EXERCISE 1 → Summarize the article about Thomas Mair's visit to the wellbeing centre in two sentences.
EXERCISE 2 → Write a continuation of the article about Thomas Mair's visit to the wellbeing centre, starting right after its final sentence.

Thomas Mair sought help for mental health the day before he murdered MP Jo Cox
By ITV News UK Bureau Producer Becky Kelly
Thomas Mair visited an alternative therapist to arrange healing for anxiety and stress the night before he murdered MP Jo Cox, ITV News can reveal.
Far-right obsessed loner Mair visited the Birstall Wellbeing Centre in his home town on the evening of June 15 to ask for advice on how to control his mental health.
Centre manager Rebecca Walker told how Mair arranged to return the next day for further talks after hearing the range of alternative therapy treatments offered by the centre.
But instead he carried out his plan to murder Labour MP Jo in the street as she arrived for a constituency surgery at the local library.
Rebecca said: "Every Wednesday we have a demonstration with a different speaker.
"During the evening I had come and opened up as normal. I was upstairs.
"About 6.30pm one of the girls came and brought me downstairs as a gentleman had come in to ask about alternative therapies that we offer at the centre and something had drawn him in.
"The gentleman was very polite, he was casually dressed and quite tall. You could see that he was a little bit of a loner but he had had alternative therapies in the past - he had had reflexology and meditation classes.
"As I was talking to him, I was going through the therapies that we offer, to which he said that he found it really beneficial for stress and anxiety and to help him cope on a day to day basis."

DATASET EXTRACT →
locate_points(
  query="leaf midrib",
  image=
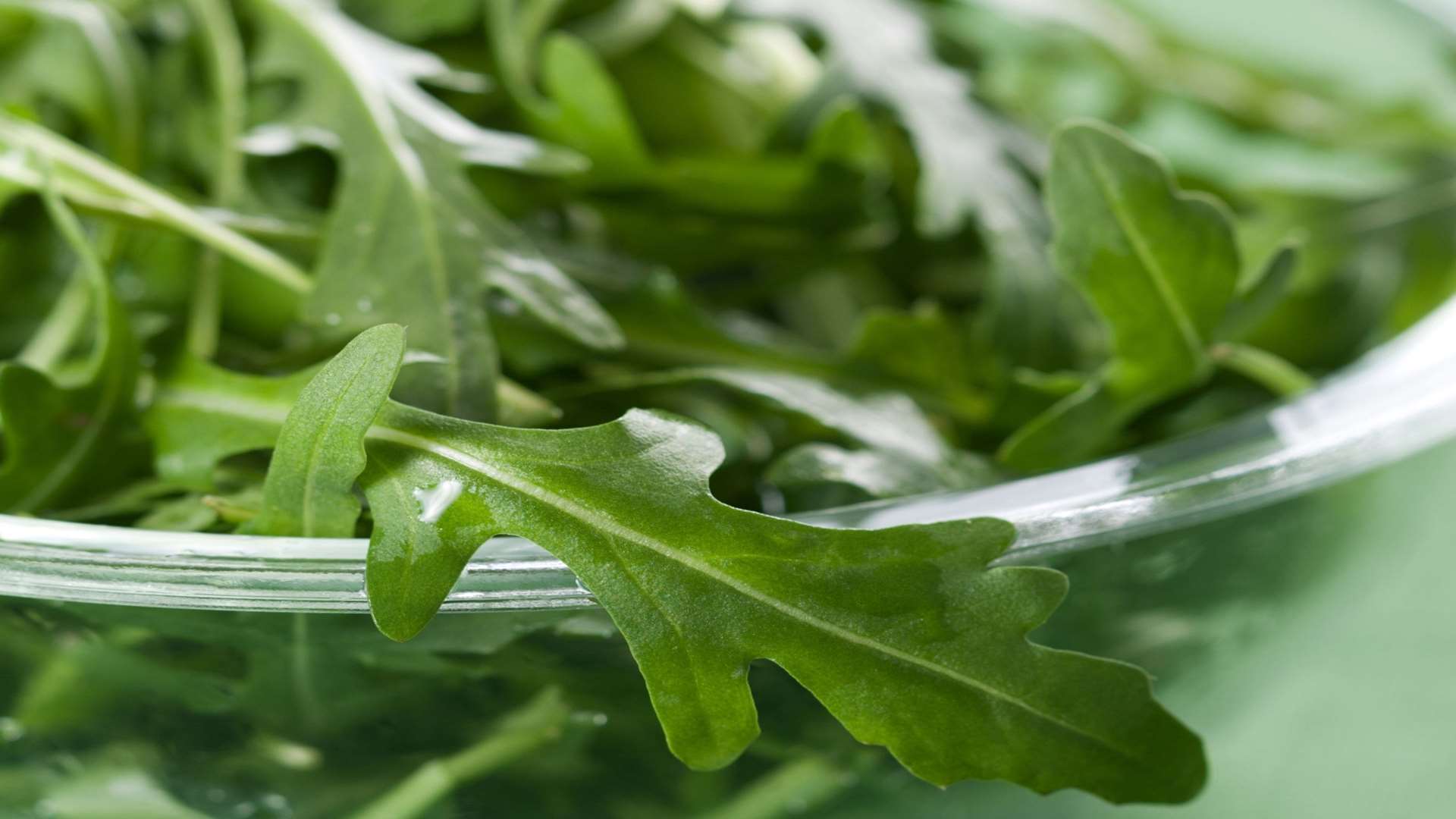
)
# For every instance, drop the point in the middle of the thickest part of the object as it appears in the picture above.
(1191, 341)
(604, 523)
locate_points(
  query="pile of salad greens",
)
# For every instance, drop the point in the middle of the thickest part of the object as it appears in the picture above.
(638, 279)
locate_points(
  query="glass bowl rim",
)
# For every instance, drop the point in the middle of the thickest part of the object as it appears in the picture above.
(1395, 401)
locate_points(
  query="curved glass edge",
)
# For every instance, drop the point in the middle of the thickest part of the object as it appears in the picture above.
(1398, 400)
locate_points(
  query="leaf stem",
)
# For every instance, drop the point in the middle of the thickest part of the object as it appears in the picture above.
(789, 789)
(224, 55)
(169, 210)
(520, 732)
(1263, 368)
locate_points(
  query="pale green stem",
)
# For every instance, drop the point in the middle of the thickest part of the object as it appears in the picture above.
(520, 732)
(1267, 369)
(253, 256)
(226, 66)
(794, 787)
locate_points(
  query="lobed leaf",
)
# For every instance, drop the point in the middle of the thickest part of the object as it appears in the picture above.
(1161, 268)
(321, 447)
(906, 634)
(58, 433)
(410, 238)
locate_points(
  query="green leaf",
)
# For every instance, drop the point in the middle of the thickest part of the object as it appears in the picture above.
(321, 447)
(58, 433)
(525, 730)
(887, 422)
(82, 177)
(193, 428)
(906, 634)
(878, 474)
(1272, 284)
(411, 240)
(965, 167)
(104, 89)
(1159, 265)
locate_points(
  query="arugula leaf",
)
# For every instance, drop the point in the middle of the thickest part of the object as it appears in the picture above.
(965, 168)
(184, 419)
(892, 630)
(1161, 267)
(321, 447)
(520, 732)
(80, 175)
(887, 422)
(875, 472)
(107, 93)
(55, 433)
(411, 240)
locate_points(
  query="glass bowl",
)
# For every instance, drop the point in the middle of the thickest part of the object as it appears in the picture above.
(1283, 576)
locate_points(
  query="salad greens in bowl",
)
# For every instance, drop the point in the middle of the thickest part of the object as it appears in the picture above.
(717, 369)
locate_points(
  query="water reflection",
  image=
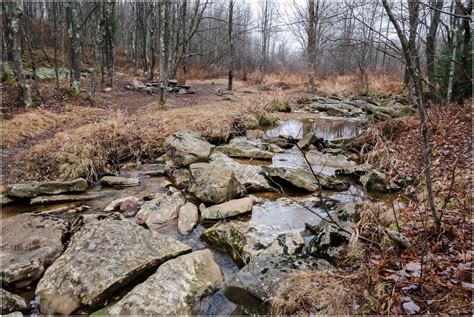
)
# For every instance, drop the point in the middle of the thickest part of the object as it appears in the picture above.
(327, 128)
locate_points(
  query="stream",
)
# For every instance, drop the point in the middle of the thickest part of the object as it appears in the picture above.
(275, 211)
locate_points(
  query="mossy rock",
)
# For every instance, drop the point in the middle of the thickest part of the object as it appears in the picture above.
(281, 106)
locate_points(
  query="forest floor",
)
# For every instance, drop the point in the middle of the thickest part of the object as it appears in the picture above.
(435, 270)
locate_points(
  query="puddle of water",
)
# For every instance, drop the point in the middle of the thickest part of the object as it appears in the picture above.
(291, 158)
(328, 128)
(284, 217)
(148, 185)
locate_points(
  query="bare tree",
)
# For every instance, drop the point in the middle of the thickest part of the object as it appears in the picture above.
(411, 55)
(75, 54)
(14, 12)
(231, 45)
(431, 43)
(108, 14)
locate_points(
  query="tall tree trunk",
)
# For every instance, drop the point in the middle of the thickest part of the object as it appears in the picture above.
(55, 39)
(466, 80)
(231, 43)
(413, 12)
(431, 43)
(109, 40)
(95, 55)
(15, 10)
(411, 56)
(454, 48)
(164, 22)
(311, 49)
(72, 22)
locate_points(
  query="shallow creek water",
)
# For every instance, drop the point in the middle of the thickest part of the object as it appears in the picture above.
(274, 212)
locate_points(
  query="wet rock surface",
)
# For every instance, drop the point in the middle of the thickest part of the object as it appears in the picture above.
(29, 190)
(161, 294)
(119, 181)
(11, 303)
(244, 241)
(299, 178)
(160, 210)
(214, 183)
(228, 209)
(250, 176)
(330, 238)
(187, 147)
(376, 181)
(52, 199)
(124, 247)
(102, 257)
(326, 163)
(188, 217)
(30, 244)
(244, 149)
(258, 282)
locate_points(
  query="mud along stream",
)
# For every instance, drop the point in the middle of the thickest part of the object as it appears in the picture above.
(210, 230)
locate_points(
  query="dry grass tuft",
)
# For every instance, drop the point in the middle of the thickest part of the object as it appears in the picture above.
(315, 292)
(93, 150)
(380, 85)
(38, 121)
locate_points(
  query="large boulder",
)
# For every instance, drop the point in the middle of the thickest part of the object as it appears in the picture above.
(299, 178)
(304, 179)
(250, 176)
(28, 190)
(188, 217)
(119, 181)
(115, 204)
(244, 241)
(228, 209)
(355, 171)
(333, 107)
(187, 147)
(160, 210)
(245, 149)
(376, 181)
(10, 302)
(102, 257)
(214, 183)
(311, 139)
(331, 238)
(257, 283)
(29, 245)
(176, 288)
(64, 198)
(328, 163)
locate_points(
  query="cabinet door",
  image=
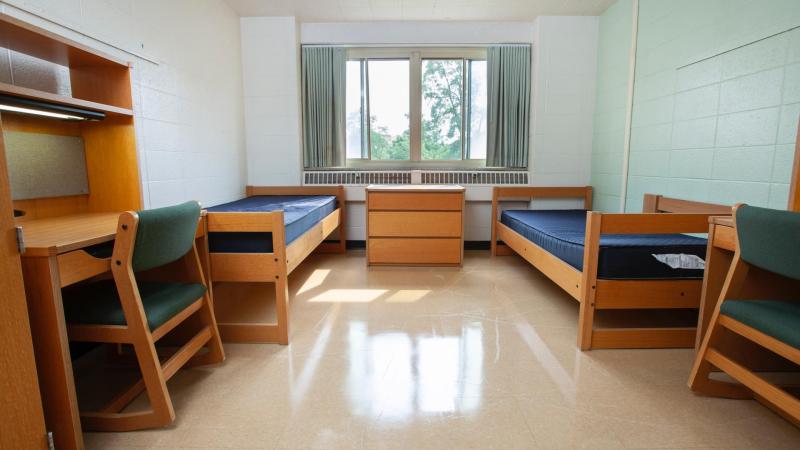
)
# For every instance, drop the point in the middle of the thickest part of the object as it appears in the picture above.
(21, 416)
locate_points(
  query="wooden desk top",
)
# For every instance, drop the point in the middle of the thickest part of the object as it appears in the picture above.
(415, 188)
(56, 235)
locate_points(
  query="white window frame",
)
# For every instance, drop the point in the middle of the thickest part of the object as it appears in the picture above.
(414, 55)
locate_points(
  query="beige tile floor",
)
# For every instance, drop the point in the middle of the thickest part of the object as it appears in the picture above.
(412, 358)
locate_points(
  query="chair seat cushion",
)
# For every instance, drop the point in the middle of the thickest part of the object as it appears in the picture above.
(99, 304)
(778, 319)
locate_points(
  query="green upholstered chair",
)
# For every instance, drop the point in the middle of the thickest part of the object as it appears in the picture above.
(768, 241)
(157, 284)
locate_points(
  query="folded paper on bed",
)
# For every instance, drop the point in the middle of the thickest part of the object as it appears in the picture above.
(681, 261)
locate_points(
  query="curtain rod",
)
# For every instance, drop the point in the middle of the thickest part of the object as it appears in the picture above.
(450, 45)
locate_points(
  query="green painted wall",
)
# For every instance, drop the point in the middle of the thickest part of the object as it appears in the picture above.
(716, 101)
(610, 107)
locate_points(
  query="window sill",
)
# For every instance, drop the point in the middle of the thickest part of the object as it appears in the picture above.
(360, 164)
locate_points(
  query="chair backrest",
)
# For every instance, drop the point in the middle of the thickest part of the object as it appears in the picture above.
(164, 235)
(770, 239)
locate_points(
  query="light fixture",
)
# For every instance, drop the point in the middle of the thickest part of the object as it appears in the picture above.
(19, 105)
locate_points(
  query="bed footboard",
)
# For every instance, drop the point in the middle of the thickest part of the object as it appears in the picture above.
(273, 267)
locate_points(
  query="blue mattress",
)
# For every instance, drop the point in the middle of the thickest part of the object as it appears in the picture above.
(622, 256)
(300, 214)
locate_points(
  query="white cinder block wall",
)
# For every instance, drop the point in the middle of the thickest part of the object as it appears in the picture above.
(562, 107)
(271, 100)
(565, 67)
(188, 104)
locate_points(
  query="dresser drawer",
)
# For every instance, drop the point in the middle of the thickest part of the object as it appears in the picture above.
(416, 201)
(414, 251)
(415, 224)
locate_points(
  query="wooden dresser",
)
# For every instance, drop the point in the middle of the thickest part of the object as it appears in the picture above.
(415, 225)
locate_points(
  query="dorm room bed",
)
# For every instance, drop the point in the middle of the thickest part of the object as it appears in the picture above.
(263, 238)
(619, 271)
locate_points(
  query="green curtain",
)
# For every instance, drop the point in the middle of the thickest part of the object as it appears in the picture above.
(509, 68)
(323, 106)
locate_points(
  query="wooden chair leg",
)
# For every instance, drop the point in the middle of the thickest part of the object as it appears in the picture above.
(215, 354)
(161, 411)
(282, 309)
(700, 379)
(155, 383)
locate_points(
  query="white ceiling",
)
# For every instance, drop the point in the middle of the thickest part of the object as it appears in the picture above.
(365, 10)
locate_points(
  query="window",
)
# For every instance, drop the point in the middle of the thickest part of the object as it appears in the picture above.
(416, 105)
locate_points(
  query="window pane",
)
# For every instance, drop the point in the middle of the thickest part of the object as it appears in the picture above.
(353, 111)
(388, 108)
(442, 107)
(478, 101)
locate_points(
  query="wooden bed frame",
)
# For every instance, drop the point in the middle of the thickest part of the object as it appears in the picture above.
(272, 267)
(598, 294)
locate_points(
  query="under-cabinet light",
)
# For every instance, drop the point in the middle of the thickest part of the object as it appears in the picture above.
(28, 106)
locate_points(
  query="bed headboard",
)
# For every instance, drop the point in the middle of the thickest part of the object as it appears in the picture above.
(295, 190)
(533, 192)
(659, 204)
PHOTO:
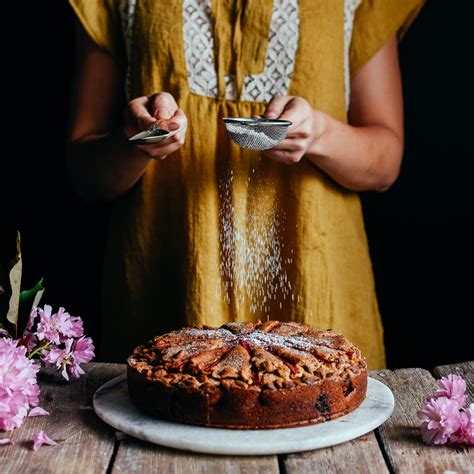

TASK RESULT 1 → On the evening of June 15, Thomas Mair visited the Birstall Wellbeing Centre in his home town to ask about alternative therapy for anxiety and stress, and he arranged to return the next day for further talks. Instead, he murdered Labour MP Jo Cox in the street as she arrived for a constituency surgery at the local library.

TASK RESULT 2 →
Rebecca, who runs the spiritual healing centre in Batley, West Yorkshire, recalled how Mair appeared stressed during their conversation - which happened as other clients arrived for a yoga class.
"You could see in his mannerisms that he was quite unsure and he didn't want to be there.
"We arranged for him to come back on the Thursday so we could have a cup of tea and go through the alternative therapies we could offer him."
She added: "I was upset that I wasn't able to give him the one to one time that he needed that night but he was quite happy to come back the following morning."
"On the Thursday I was hearing waiting for him to turn up but he never did.
"It wasn't until later in the afternoon that I saw a picture of him and the shock really took its toll.
"I was upset. There was a massive, massive sense of disbelief and shock."
Rebecca said she believed it was possible Mair had visited her centre to try to find a way to find forgiveness for what he planned to do the following day.
She said: "I was really upset that I had not had the time.. of course, you go through all the what-ifs - should I have done something more for him? Had I not recognised something in terms of mannerism?
"It's only when you go through all those different processes that you realise, no I couldn't haven't done anything to help. There is something there, he has gone down a different pathway."
Rebecca added: "Seeing what he has done, I don't think it could ever have been a cry for help but maybe on the forgiveness side - we'll never know. I suppose only Tommy Mair could tell us that."
Mair suffered from mental health issues for much of his life and had volunteered with a mental health charity near his home in Birstall.
But details of his health records were ruled inadmissible at his trial after the judge ruled his mental health was not relevant to the murder of Jo Cox.
Instead, the jury heard how Mair had targeted the mother of two deliberately as part of a plot amid anger over her political views.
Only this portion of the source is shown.